* CHALLENGES
- A) List every modification to the Apple Cassette Interface that the cassette interface text describes.
- B) Please output the passage of the cassette interface text from "Everything appeared to" up to and including "or AIFF files.".
══ TEXT ══
The Apple Cassette Interface (ACI) has been notorious for being unreliable since it appeared in 1976. Numerous attempts have been made by various individuals to improve it. Mike Willegal suggested the increase of the input capacitance, which helps a lot. I have substituted the whole LM311 based tape read circuit with the 741 based circuit from the Apple-II and have seen dramatic improvements: for the first time I was actually able to read back the tapes I had written on the same cassette recorder.

 

More recently I have improved the LED volume indicator circuit (which almost never works in its original form). All this you can see in the above posts in this thread.

 

But the adventure continues !

 

Here is what happened: I wrote some software for Linux which would allow me to make synthetic AIFF audio files from my Apple-1 binaries so I could post these audio files on Applefritter. Beats typing, does it ?

 

Everything appeared to work fine and I can make such AIFF files which can be read back into a real Apple-1. Ironically, I never had any read errors with these AIFF files even when using an unmodified ACI card (the only exception being Mike Willegal's input capacitor mod). So even the LM311 circuit is not all that bad. It works ! At least it does work with synthetic AIFF files. This is quite in line with the findings of other Apple-1 owners using MP3 or AIFF files.

 

But in hindsight this should have risen some eyebrows !

 

The reason is that any cassette recorder in reasonably good shape (that is, no sloppy / deteriorated rubber drive belts and no gummy capstan drive wheel) should have enough audio fidelity to give the same, reliable playback of cassette tape recordings. It just should work. Period. Which it does not. See the contradiction ? Although a sound card in a modern PC will undoubtely produce a cleaner signal than any cassette recorder, the latter, if using a quality tape, should not distort the signal so badly it would then cause tape read troubles. Of course, super cheap and super crappy cassette recorders might do that. But any decent one won't. People were listening to music with them ! And enjoyed it ! These cassette recordings were not that bad ! And compared to music, the Apple-1 tape signals are not that demanding. So something else must be going on, right ? But nobody did investigate that. At least I did not find any reports on any such investigation. Here is how I stumbled upon yet another suspected quirk of the ACI:

 

After I had my AIFF synthesizer up and running, I thought it would be nice to have the reverse process, too, being able to capture audio from the Apple-1 TAPE OUT port and then run it through my software to extract the binary data. This was mainly driven by not having a means to efficiently get data out of the Apple-1 as easily as getting data in. So I coded the necessary routines and tested them with my synthetic AIFF files, and I got the same bytes out as I did put in. Victory ! But when I tested the same process with a real capture (made with AUDACITY) from a real ACI, nothing worked ! Despite my demodulation / decoding algorithm is quite sophisticated and should be able to handle all sorts of less-than-perfect signals. A lot of my know-how coming from the design of TVtext ICs went into it (TVtext was quite popular in the last century, and the signal rode on the TV lines invisible on the CRT). Every signal recovery trick known to me is in this code. And the captured signal broke it nevertheless ! Very suspicious, isn't it ?
═══
══ STORED RECORDS ══
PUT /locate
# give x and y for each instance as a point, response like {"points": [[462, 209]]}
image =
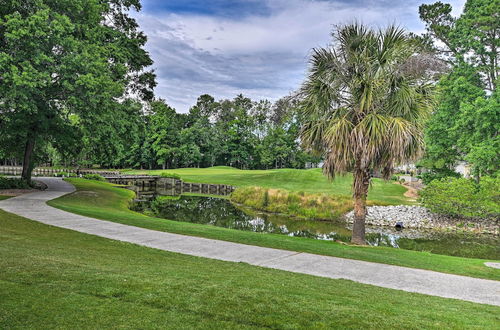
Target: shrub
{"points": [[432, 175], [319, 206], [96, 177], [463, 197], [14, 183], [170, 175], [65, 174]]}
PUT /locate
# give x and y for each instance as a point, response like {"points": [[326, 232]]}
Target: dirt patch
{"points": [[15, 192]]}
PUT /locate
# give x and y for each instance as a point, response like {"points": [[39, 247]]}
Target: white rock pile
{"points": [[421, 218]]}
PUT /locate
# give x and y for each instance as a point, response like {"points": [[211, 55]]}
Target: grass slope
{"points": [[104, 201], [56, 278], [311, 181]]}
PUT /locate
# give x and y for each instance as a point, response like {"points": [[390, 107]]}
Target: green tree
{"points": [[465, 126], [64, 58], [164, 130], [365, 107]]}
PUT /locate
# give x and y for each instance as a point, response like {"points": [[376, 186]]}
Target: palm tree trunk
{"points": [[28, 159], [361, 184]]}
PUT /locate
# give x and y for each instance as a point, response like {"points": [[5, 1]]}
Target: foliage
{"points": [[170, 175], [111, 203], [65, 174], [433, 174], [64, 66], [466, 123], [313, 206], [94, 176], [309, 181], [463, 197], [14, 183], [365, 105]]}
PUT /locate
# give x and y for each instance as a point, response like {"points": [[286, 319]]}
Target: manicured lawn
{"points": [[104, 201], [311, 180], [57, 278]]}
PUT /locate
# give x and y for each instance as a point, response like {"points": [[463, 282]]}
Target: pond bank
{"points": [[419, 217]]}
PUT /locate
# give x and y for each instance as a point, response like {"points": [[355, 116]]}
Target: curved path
═══
* SOLUTIONS TO THE EXERCISE
- A)
- Increasing the input capacitance
- Replacing the LM311-based tape read circuit with the 741-based circuit from the Apple-II
- Improving the LED volume indicator circuit

- B)
Everything appeared to work fine and I can make such AIFF files which can be read back into a real Apple-1. Ironically, I never had any read errors with these AIFF files even when using an unmodified ACI card (the only exception being Mike Willegal's input capacitor mod). So even the LM311 circuit is not all that bad. It works ! At least it does work with synthetic AIFF files. This is quite in line with the findings of other Apple-1 owners using MP3 or AIFF files.